Excerpt:
Begin
Depends on how you ride I guess... What with keeping my stubby little legs on and riding two-point or rising trot, or keeping my balance through sitting trot or a series of bronco bucks, or having the reaction time to be able to stop an incident before it happens requires a fair bit of physical exertion. I used to do a lot of cross-training and cardio work, I walk min 5km every day carrying stuff and none of that gets me out of breath - a 1.5 hr intense dressage lesson or training session with my horse has me soaked in sweat and exhausted. And anyone who rides/has ridden trackwork can tell you that it definitely requires a high level of fitness, especially if you're riding a hard-pulling horse that doesn't give you a moment of rest.

If I haven't ridden for a while (say a month) and I go and do what I consider as a typical ridden session my core muscles, calves, thighs and shoulders are in pain for days. Even when riding fit, if I do more galloping than usual I end up being pretty sore throughout my body the next day. A lot more sore than I've ever ended up from doing workouts at the gym or going running or hiking.
End
Entries supplied:
Begin
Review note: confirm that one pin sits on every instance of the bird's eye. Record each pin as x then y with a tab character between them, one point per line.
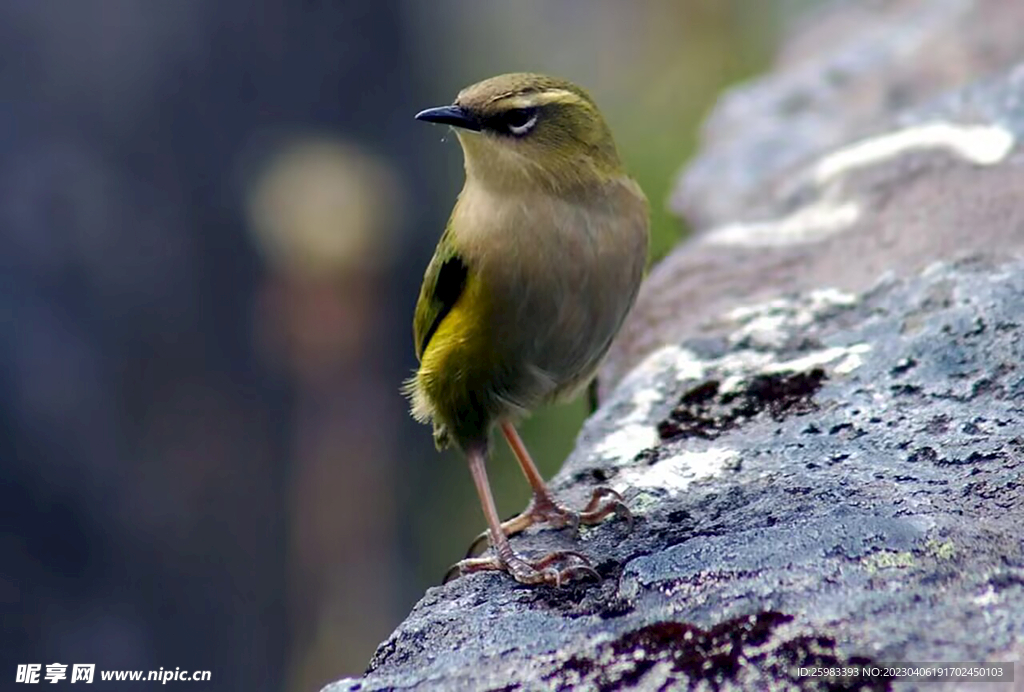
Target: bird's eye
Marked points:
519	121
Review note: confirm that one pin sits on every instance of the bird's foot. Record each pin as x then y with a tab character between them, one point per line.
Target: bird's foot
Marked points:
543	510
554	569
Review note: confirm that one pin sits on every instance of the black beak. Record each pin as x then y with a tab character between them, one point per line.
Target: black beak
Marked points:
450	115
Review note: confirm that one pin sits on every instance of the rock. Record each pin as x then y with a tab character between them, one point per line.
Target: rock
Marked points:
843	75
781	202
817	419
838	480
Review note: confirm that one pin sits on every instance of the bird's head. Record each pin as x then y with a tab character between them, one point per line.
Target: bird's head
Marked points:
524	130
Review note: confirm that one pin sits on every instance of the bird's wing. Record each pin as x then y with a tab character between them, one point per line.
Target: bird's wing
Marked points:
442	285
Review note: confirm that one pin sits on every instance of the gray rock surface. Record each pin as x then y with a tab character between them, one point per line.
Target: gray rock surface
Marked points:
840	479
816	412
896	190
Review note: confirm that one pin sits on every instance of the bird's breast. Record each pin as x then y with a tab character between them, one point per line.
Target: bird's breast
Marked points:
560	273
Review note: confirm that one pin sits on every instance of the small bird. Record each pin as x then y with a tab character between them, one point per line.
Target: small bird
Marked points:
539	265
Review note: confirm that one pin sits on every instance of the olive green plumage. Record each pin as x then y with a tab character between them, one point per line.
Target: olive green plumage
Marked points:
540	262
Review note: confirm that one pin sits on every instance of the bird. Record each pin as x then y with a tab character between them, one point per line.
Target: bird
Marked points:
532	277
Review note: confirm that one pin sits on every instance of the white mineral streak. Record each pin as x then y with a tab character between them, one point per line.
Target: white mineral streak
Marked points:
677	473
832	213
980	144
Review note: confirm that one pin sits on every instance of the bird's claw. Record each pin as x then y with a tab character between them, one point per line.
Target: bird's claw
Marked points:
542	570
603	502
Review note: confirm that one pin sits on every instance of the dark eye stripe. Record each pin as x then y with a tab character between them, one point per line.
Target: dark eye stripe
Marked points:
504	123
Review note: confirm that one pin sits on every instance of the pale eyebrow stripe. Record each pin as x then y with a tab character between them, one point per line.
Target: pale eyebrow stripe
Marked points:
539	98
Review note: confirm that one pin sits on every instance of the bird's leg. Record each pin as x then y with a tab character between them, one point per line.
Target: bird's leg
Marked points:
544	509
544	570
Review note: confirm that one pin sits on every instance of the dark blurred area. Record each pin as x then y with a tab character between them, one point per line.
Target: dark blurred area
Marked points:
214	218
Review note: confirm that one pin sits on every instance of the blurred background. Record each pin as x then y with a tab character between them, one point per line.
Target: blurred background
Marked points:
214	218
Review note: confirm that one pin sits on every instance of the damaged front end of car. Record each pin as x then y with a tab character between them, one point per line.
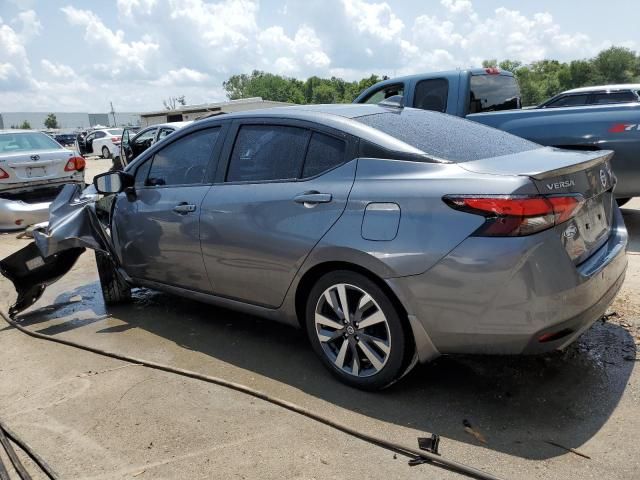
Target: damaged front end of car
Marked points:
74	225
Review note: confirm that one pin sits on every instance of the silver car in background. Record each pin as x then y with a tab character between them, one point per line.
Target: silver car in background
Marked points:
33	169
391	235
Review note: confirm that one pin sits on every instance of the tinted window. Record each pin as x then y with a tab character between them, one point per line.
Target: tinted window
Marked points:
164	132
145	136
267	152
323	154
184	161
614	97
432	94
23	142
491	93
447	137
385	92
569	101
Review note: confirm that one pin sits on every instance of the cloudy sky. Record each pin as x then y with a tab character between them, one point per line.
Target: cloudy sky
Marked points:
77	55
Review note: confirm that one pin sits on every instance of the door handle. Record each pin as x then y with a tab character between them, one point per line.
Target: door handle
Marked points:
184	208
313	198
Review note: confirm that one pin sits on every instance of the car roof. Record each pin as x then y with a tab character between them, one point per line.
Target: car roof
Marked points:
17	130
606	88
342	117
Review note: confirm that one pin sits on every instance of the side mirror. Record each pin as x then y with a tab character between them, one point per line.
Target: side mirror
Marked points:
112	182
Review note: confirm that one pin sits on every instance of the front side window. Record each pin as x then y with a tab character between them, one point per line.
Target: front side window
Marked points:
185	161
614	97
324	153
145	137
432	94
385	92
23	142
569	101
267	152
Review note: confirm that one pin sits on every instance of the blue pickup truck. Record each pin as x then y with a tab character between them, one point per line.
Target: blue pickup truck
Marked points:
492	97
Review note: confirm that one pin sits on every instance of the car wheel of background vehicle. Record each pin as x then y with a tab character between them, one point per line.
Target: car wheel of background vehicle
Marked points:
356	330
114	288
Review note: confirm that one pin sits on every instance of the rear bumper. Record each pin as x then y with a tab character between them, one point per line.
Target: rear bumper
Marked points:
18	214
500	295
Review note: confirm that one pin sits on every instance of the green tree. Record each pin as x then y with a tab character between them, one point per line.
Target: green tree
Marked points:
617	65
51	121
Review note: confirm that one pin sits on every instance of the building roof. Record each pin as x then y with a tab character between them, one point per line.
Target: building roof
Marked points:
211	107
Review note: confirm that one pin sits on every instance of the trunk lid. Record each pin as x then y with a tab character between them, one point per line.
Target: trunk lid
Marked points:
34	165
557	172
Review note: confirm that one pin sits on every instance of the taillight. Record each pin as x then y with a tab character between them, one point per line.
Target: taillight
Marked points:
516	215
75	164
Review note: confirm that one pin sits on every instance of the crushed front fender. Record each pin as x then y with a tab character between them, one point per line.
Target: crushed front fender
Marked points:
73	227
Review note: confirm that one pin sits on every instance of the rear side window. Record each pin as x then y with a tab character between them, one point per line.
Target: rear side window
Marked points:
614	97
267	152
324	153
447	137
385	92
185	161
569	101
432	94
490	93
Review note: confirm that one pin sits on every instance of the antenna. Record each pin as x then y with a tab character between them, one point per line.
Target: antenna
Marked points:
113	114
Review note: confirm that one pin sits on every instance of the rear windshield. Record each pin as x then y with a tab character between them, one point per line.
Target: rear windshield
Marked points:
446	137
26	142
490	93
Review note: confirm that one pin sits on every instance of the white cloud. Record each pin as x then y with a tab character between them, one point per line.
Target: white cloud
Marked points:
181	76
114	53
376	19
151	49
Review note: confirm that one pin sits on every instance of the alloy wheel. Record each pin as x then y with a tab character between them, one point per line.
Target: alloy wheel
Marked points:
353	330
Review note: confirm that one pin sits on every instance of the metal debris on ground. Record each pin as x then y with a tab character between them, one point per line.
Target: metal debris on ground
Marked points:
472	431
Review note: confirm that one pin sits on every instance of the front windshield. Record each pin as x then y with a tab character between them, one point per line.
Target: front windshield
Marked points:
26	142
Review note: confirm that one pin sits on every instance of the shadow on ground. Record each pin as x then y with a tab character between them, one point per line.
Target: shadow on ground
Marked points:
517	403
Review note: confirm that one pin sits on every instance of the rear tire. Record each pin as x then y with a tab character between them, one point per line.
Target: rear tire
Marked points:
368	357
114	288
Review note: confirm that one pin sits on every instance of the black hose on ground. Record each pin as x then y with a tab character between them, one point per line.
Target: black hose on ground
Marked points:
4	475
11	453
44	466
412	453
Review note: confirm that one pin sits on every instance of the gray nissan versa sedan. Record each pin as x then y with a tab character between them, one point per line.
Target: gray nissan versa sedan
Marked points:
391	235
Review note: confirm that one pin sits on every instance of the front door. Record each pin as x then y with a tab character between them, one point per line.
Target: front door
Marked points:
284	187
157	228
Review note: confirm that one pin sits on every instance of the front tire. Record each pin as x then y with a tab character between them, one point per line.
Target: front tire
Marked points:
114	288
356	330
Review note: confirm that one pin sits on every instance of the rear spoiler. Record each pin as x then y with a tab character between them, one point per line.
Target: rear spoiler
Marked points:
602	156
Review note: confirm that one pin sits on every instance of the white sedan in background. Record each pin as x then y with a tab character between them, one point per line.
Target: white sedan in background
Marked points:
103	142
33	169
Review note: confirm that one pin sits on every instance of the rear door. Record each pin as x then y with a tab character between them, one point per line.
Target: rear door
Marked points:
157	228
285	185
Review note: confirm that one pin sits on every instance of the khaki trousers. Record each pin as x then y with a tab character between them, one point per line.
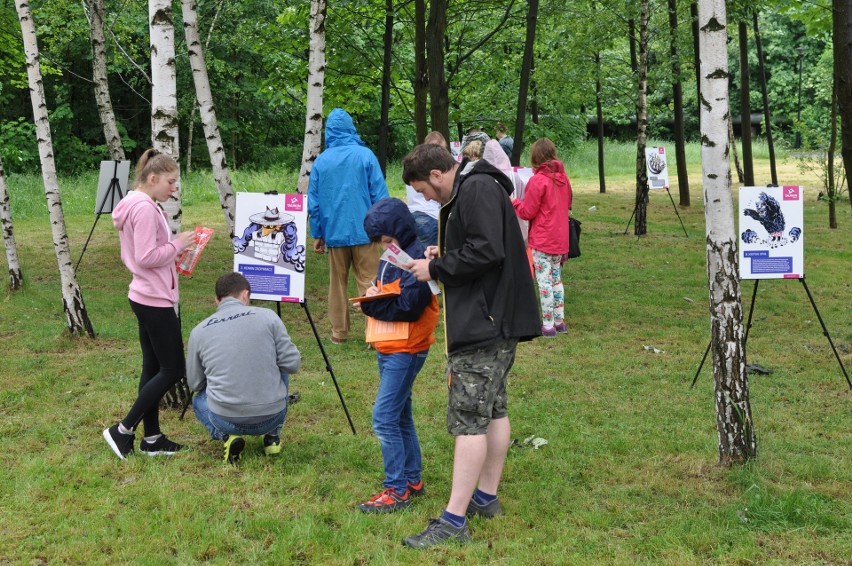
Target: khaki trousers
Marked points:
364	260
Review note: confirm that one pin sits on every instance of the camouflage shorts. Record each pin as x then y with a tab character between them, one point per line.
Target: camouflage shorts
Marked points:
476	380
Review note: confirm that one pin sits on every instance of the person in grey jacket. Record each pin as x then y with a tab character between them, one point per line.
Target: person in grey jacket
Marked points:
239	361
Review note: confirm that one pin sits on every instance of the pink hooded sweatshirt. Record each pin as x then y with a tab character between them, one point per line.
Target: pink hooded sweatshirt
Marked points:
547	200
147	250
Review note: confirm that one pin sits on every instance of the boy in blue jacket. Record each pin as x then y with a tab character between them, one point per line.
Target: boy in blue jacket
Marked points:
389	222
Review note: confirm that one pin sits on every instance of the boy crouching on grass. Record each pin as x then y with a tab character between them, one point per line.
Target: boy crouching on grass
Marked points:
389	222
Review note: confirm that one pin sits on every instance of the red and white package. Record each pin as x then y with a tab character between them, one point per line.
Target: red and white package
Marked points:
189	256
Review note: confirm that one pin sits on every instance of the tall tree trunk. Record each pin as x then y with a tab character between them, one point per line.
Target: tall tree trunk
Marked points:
End
Task list:
1) Translate this sentence from the post on riding fitness into Spanish: "Even when riding fit, if I do more galloping than usual I end up being pretty sore throughout my body the next day."
2) Rewrite the paragraph of the post on riding fitness that begins "If I haven't ridden for a while" as a short bulleted list that keeps its main facts.
3) Duplicate the passage of the post on riding fitness from "If I haven't" up to and including "running or hiking.".
The rows on this page come from a different source than the post on riding fitness.

Solutions in order:
1) Incluso cuando estoy en forma para montar, si galopo más de lo habitual, al día siguiente acabo con bastante dolor en todo el cuerpo.

2)
- After about a month without riding, a typical ridden session leaves the core muscles, calves, thighs and shoulders in pain for days.
- Even when riding fit, more galloping than usual brings soreness throughout the body the next day.
- This soreness is far worse than any from gym workouts, running or hiking.

3)
If I haven't ridden for a while (say a month) and I go and do what I consider as a typical ridden session my core muscles, calves, thighs and shoulders are in pain for days. Even when riding fit, if I do more galloping than usual I end up being pretty sore throughout my body the next day. A lot more sore than I've ever ended up from doing workouts at the gym or going running or hiking.